## What to produce
Return every record below verbatim, keeping each line as it stands.
* * * *
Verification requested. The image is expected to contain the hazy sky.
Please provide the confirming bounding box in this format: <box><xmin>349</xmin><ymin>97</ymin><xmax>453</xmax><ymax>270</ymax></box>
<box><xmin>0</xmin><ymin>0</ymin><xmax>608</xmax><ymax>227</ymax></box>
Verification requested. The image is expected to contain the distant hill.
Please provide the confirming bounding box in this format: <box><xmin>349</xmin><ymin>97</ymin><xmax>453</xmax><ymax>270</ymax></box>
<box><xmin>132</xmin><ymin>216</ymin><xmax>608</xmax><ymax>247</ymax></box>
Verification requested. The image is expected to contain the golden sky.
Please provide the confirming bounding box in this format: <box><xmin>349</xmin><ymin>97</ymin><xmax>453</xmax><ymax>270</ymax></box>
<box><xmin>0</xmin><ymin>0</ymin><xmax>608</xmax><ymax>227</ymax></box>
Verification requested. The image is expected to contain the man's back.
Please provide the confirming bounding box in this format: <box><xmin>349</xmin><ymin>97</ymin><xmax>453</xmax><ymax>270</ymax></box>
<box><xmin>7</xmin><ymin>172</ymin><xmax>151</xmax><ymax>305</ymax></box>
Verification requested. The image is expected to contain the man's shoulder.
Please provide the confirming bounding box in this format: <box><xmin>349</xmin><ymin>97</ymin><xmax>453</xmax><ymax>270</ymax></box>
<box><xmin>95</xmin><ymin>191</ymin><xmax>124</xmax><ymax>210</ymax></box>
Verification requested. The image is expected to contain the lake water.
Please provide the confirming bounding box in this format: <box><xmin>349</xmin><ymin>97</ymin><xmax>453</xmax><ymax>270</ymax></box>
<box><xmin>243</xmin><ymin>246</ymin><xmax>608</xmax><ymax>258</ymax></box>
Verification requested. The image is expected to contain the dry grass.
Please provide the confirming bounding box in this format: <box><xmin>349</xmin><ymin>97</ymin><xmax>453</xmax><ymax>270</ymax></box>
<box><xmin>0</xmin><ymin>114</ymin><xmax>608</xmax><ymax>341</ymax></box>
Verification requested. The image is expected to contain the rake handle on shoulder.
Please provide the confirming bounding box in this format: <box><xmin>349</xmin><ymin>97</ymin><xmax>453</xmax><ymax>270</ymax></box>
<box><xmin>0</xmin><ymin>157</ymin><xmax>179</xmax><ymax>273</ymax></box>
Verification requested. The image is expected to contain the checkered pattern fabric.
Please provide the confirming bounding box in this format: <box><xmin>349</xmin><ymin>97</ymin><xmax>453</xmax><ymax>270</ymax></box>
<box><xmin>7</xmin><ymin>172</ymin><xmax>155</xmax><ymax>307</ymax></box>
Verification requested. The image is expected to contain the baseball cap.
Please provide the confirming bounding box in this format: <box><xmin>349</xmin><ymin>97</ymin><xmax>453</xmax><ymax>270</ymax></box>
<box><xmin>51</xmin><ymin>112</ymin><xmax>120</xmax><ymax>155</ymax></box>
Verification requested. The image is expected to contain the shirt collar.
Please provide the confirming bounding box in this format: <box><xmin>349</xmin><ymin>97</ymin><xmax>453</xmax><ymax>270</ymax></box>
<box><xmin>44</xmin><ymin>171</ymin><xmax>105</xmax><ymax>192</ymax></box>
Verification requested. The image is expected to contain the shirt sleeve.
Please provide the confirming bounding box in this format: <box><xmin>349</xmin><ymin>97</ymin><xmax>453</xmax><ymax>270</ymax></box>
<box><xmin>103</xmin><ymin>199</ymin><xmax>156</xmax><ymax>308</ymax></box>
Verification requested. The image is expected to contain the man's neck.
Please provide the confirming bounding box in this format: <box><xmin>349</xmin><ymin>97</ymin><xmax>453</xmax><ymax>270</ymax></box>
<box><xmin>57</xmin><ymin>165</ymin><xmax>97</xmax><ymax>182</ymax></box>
* * * *
## The response
Verification requested. The image is expected to contain the hazy sky.
Please provide the confirming bounding box in this format: <box><xmin>349</xmin><ymin>97</ymin><xmax>453</xmax><ymax>270</ymax></box>
<box><xmin>0</xmin><ymin>0</ymin><xmax>608</xmax><ymax>227</ymax></box>
Verification requested. The image is expected to contain the distant hill.
Please provide the confirming bounding box in this format: <box><xmin>349</xmin><ymin>97</ymin><xmax>453</xmax><ymax>270</ymax></box>
<box><xmin>132</xmin><ymin>216</ymin><xmax>608</xmax><ymax>247</ymax></box>
Verification requested. The image is expected to contain the golden sky.
Please provide the confirming bounding box in this format: <box><xmin>349</xmin><ymin>97</ymin><xmax>453</xmax><ymax>270</ymax></box>
<box><xmin>0</xmin><ymin>0</ymin><xmax>608</xmax><ymax>227</ymax></box>
Verification requested. The image is expected to contain the man's back.
Please provide the confirming bounding box in this format: <box><xmin>349</xmin><ymin>97</ymin><xmax>453</xmax><ymax>270</ymax></box>
<box><xmin>7</xmin><ymin>172</ymin><xmax>151</xmax><ymax>305</ymax></box>
Verification requested. The image is expected to contain the man's shoulder.
Please provide the confirming bounding box in this format: <box><xmin>349</xmin><ymin>97</ymin><xmax>453</xmax><ymax>270</ymax></box>
<box><xmin>95</xmin><ymin>191</ymin><xmax>124</xmax><ymax>210</ymax></box>
Verification requested. The image is expected to contain the lake water.
Please provide the confirming bounding box in this format: <box><xmin>349</xmin><ymin>97</ymin><xmax>453</xmax><ymax>270</ymax></box>
<box><xmin>243</xmin><ymin>246</ymin><xmax>608</xmax><ymax>258</ymax></box>
Verification requested. The image is expected to contain the dry grass.
Please provide the confirming bounding box in this format: <box><xmin>349</xmin><ymin>97</ymin><xmax>453</xmax><ymax>270</ymax></box>
<box><xmin>0</xmin><ymin>114</ymin><xmax>608</xmax><ymax>341</ymax></box>
Verification requested. The image is expected to contain the rake handle on shoulder.
Please provide the confirming bounding box in this format: <box><xmin>349</xmin><ymin>97</ymin><xmax>453</xmax><ymax>270</ymax></box>
<box><xmin>0</xmin><ymin>157</ymin><xmax>179</xmax><ymax>273</ymax></box>
Verification requested. The image is expected to contain the checkered pattern fabric.
Please provide the confirming bounding box in this format: <box><xmin>349</xmin><ymin>97</ymin><xmax>453</xmax><ymax>270</ymax></box>
<box><xmin>7</xmin><ymin>172</ymin><xmax>155</xmax><ymax>307</ymax></box>
Verification requested. The image is expected to contain the baseball cap.
Please provide the confirming bounding box in this format: <box><xmin>349</xmin><ymin>97</ymin><xmax>453</xmax><ymax>270</ymax></box>
<box><xmin>51</xmin><ymin>112</ymin><xmax>120</xmax><ymax>155</ymax></box>
Verification requested. The image is expected to contain the shirt collar.
Please provide the confirming bounding box in this format: <box><xmin>349</xmin><ymin>97</ymin><xmax>453</xmax><ymax>270</ymax></box>
<box><xmin>44</xmin><ymin>171</ymin><xmax>105</xmax><ymax>192</ymax></box>
Verification requested. The image is expected to contain the shirt sleeve.
Please provide the confirming bounding box in this format: <box><xmin>349</xmin><ymin>97</ymin><xmax>453</xmax><ymax>270</ymax></box>
<box><xmin>103</xmin><ymin>199</ymin><xmax>156</xmax><ymax>308</ymax></box>
Verification requested. The image is expected to contain the man's neck.
Please provide the confirming bounding box in this format: <box><xmin>349</xmin><ymin>97</ymin><xmax>453</xmax><ymax>270</ymax></box>
<box><xmin>57</xmin><ymin>165</ymin><xmax>97</xmax><ymax>182</ymax></box>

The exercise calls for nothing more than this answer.